(Coordinate annotation entries)
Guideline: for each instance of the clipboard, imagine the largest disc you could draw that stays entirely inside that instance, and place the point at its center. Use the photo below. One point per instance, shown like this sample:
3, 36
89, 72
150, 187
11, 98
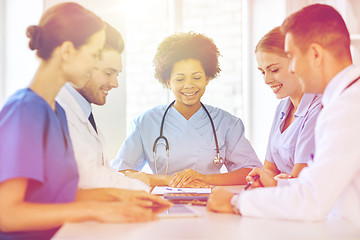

> [Exercise prompt]:
Write out the rows above word for word, and leave the pictures out.

> [Task answer]:
Guideline: for each instance of the clipboard, imagine the largest disc you could draw that stays entirely inside that instance, and place the point at its center. Use the photo below. One point per instance, shown like this sample:
3, 36
89, 72
150, 187
11, 98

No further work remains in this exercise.